WHAT THE TASK REQUIRES:
Please update the rows below so that "trace the outline" becomes "draw the boundary" everywhere, with everything else unchanged and the pictures left out.

(Annotation records)
begin
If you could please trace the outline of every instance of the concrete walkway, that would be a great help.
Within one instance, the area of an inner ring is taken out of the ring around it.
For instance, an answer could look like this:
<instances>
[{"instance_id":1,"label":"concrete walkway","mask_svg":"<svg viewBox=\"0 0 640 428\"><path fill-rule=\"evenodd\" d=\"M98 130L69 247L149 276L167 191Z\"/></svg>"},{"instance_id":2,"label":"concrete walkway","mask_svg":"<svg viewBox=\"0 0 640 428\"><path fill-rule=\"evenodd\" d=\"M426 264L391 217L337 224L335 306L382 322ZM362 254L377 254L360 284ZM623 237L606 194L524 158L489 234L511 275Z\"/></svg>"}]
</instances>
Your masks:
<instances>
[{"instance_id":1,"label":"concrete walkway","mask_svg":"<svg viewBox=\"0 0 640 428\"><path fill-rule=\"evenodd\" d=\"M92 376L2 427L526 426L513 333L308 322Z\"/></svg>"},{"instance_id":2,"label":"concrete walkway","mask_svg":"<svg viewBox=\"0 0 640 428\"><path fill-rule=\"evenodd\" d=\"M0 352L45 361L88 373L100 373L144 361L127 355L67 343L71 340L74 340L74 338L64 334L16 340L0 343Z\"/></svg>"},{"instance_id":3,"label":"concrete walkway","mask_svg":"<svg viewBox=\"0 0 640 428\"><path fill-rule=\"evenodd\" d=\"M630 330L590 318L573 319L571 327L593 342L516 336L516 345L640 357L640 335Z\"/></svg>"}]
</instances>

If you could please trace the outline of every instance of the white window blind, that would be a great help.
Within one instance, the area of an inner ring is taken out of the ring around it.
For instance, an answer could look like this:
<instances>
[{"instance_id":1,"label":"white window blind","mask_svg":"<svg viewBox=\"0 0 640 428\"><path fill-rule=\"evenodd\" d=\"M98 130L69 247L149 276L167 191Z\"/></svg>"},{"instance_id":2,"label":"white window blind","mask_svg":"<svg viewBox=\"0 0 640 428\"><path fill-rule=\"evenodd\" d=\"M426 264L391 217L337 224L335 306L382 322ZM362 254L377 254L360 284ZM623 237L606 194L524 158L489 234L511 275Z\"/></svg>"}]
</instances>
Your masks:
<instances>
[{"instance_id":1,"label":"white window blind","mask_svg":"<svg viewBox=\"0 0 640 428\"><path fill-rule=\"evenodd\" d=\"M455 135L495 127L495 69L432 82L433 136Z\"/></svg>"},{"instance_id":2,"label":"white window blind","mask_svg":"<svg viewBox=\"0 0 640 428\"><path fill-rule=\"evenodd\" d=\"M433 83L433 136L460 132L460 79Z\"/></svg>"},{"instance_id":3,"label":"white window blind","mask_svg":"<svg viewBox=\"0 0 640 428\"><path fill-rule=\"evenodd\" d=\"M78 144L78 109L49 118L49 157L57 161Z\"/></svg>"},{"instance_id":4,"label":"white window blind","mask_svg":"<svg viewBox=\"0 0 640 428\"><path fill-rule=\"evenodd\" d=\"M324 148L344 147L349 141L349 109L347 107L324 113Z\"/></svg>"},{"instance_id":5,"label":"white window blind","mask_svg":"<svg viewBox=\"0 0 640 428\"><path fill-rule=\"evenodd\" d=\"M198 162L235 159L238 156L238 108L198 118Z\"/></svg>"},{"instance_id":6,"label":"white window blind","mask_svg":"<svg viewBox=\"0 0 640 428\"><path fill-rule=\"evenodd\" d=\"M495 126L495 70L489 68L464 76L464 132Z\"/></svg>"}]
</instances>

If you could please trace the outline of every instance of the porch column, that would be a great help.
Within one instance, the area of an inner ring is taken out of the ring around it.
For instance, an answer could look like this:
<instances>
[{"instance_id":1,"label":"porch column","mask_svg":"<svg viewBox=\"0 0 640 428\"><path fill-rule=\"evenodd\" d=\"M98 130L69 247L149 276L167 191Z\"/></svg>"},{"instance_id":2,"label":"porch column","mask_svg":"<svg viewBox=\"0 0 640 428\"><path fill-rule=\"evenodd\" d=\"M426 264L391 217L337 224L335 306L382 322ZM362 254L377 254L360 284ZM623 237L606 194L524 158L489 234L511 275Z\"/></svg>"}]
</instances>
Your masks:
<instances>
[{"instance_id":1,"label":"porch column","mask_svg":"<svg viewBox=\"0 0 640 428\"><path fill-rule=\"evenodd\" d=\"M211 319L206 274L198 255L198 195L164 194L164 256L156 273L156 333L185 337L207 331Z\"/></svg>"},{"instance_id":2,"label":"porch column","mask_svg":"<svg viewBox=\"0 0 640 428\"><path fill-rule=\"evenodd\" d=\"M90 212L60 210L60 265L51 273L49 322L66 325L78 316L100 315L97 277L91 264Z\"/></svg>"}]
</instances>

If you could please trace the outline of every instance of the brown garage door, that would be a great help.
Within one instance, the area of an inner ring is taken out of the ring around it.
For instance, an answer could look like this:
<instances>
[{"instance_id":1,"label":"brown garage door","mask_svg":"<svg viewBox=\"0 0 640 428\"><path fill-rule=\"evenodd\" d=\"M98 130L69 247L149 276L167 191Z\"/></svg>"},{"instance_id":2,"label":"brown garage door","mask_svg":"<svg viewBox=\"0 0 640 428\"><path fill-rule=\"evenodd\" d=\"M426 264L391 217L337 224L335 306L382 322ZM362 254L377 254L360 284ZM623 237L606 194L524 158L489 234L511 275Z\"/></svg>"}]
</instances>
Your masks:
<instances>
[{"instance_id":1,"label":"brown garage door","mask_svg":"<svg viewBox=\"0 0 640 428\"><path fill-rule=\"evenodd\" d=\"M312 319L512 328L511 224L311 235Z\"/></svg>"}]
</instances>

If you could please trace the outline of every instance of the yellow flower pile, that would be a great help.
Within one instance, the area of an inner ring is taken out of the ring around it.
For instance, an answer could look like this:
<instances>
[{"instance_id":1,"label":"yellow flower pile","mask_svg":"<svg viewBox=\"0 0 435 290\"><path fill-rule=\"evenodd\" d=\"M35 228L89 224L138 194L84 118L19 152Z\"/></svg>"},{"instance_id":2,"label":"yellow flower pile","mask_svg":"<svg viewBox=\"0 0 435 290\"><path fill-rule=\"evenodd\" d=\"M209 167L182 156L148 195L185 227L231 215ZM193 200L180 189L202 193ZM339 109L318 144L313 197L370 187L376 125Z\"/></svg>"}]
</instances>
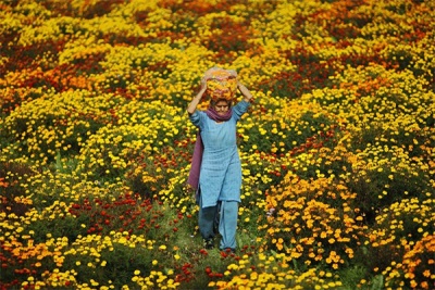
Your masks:
<instances>
[{"instance_id":1,"label":"yellow flower pile","mask_svg":"<svg viewBox=\"0 0 435 290\"><path fill-rule=\"evenodd\" d=\"M206 72L207 96L212 101L226 100L233 101L237 90L237 73L232 70L219 67L210 68Z\"/></svg>"}]
</instances>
end
EXPECTED ANSWER:
If you could please draw the boundary of every instance of the concrete walkway, that would be a great help.
Within one instance, the area of an inner ring is taken out of the ring around it.
For instance, an answer could look like this:
<instances>
[{"instance_id":1,"label":"concrete walkway","mask_svg":"<svg viewBox=\"0 0 640 428\"><path fill-rule=\"evenodd\" d=\"M98 130L69 247L149 276L167 191Z\"/></svg>"},{"instance_id":2,"label":"concrete walkway","mask_svg":"<svg viewBox=\"0 0 640 428\"><path fill-rule=\"evenodd\" d=\"M426 264L391 217L337 224L335 306L382 322ZM362 254L377 254L360 284ZM623 237L606 194L524 158L489 234L511 275Z\"/></svg>"}]
</instances>
Your masks:
<instances>
[{"instance_id":1,"label":"concrete walkway","mask_svg":"<svg viewBox=\"0 0 640 428\"><path fill-rule=\"evenodd\" d=\"M92 376L2 427L526 426L513 333L308 322Z\"/></svg>"},{"instance_id":2,"label":"concrete walkway","mask_svg":"<svg viewBox=\"0 0 640 428\"><path fill-rule=\"evenodd\" d=\"M0 352L45 361L88 373L100 373L144 361L127 355L67 343L71 340L74 340L74 338L64 334L16 340L0 343Z\"/></svg>"},{"instance_id":3,"label":"concrete walkway","mask_svg":"<svg viewBox=\"0 0 640 428\"><path fill-rule=\"evenodd\" d=\"M630 330L590 318L573 319L571 327L593 342L516 336L516 345L640 357L640 335Z\"/></svg>"}]
</instances>

If you could please draw the boundary of every instance of the white window blind, that would be a great help.
Within one instance, the area of an inner ring is taken out of the ring around it.
For instance, an answer could look like this:
<instances>
[{"instance_id":1,"label":"white window blind","mask_svg":"<svg viewBox=\"0 0 640 428\"><path fill-rule=\"evenodd\" d=\"M98 130L69 247L149 276L167 191Z\"/></svg>"},{"instance_id":2,"label":"white window blind","mask_svg":"<svg viewBox=\"0 0 640 428\"><path fill-rule=\"evenodd\" d=\"M426 264L391 217L337 224L335 306L382 322ZM362 254L377 254L360 284ZM623 237L606 194L524 158L489 234L511 275Z\"/></svg>"}]
</instances>
Your masks:
<instances>
[{"instance_id":1,"label":"white window blind","mask_svg":"<svg viewBox=\"0 0 640 428\"><path fill-rule=\"evenodd\" d=\"M455 135L495 127L495 69L432 82L433 136Z\"/></svg>"},{"instance_id":2,"label":"white window blind","mask_svg":"<svg viewBox=\"0 0 640 428\"><path fill-rule=\"evenodd\" d=\"M433 83L433 136L460 132L460 79Z\"/></svg>"},{"instance_id":3,"label":"white window blind","mask_svg":"<svg viewBox=\"0 0 640 428\"><path fill-rule=\"evenodd\" d=\"M78 144L78 109L49 118L49 157L57 161Z\"/></svg>"},{"instance_id":4,"label":"white window blind","mask_svg":"<svg viewBox=\"0 0 640 428\"><path fill-rule=\"evenodd\" d=\"M324 148L344 147L349 141L349 109L347 107L324 113Z\"/></svg>"},{"instance_id":5,"label":"white window blind","mask_svg":"<svg viewBox=\"0 0 640 428\"><path fill-rule=\"evenodd\" d=\"M198 162L235 159L238 156L238 108L198 118Z\"/></svg>"},{"instance_id":6,"label":"white window blind","mask_svg":"<svg viewBox=\"0 0 640 428\"><path fill-rule=\"evenodd\" d=\"M495 126L495 70L489 68L464 76L464 132Z\"/></svg>"}]
</instances>

If you could please draw the boundary of every instance of the porch column, that would be a great help.
Within one instance, the area of an inner ring is taken out of the ring around it.
For instance, an answer could look like this:
<instances>
[{"instance_id":1,"label":"porch column","mask_svg":"<svg viewBox=\"0 0 640 428\"><path fill-rule=\"evenodd\" d=\"M98 130L69 247L149 276L167 191Z\"/></svg>"},{"instance_id":2,"label":"porch column","mask_svg":"<svg viewBox=\"0 0 640 428\"><path fill-rule=\"evenodd\" d=\"M426 264L391 217L337 224L335 306L382 322ZM362 254L377 254L360 284ZM623 237L606 194L524 158L489 234L511 275Z\"/></svg>"}]
</instances>
Your masks:
<instances>
[{"instance_id":1,"label":"porch column","mask_svg":"<svg viewBox=\"0 0 640 428\"><path fill-rule=\"evenodd\" d=\"M211 319L206 274L198 255L198 195L164 194L164 256L156 273L156 333L185 337L207 331Z\"/></svg>"},{"instance_id":2,"label":"porch column","mask_svg":"<svg viewBox=\"0 0 640 428\"><path fill-rule=\"evenodd\" d=\"M90 212L60 210L60 265L51 273L49 322L66 325L78 316L100 315L97 277L91 264Z\"/></svg>"}]
</instances>

If you could please draw the boundary of every instance of the brown garage door, that would be a great help.
Within one instance, the area of an inner ring is taken out of the ring around it.
For instance, an answer could look like this:
<instances>
[{"instance_id":1,"label":"brown garage door","mask_svg":"<svg viewBox=\"0 0 640 428\"><path fill-rule=\"evenodd\" d=\"M98 130L69 247L149 276L167 191Z\"/></svg>"},{"instance_id":2,"label":"brown garage door","mask_svg":"<svg viewBox=\"0 0 640 428\"><path fill-rule=\"evenodd\" d=\"M426 264L391 217L337 224L335 306L382 322ZM362 254L377 254L360 284ZM623 237L606 194L524 158L489 234L511 275Z\"/></svg>"}]
</instances>
Your masks:
<instances>
[{"instance_id":1,"label":"brown garage door","mask_svg":"<svg viewBox=\"0 0 640 428\"><path fill-rule=\"evenodd\" d=\"M312 319L512 328L511 224L311 235Z\"/></svg>"}]
</instances>

If you could please draw the boundary of every instance of the yellow flower pile, that would be a great help.
Within one instance, the area of an inner ring is taken out of the ring around it.
For instance, an answer could look like this:
<instances>
[{"instance_id":1,"label":"yellow flower pile","mask_svg":"<svg viewBox=\"0 0 435 290\"><path fill-rule=\"evenodd\" d=\"M35 228L89 224L138 194L84 118L19 152Z\"/></svg>"},{"instance_id":2,"label":"yellow flower pile","mask_svg":"<svg viewBox=\"0 0 435 290\"><path fill-rule=\"evenodd\" d=\"M209 167L182 156L148 195L185 227L231 215ZM193 200L180 189L202 193ZM339 109L318 144L313 197L370 187L376 125Z\"/></svg>"}]
</instances>
Your masks:
<instances>
[{"instance_id":1,"label":"yellow flower pile","mask_svg":"<svg viewBox=\"0 0 435 290\"><path fill-rule=\"evenodd\" d=\"M206 72L207 96L212 101L226 100L233 101L237 90L237 73L232 70L219 67L210 68Z\"/></svg>"}]
</instances>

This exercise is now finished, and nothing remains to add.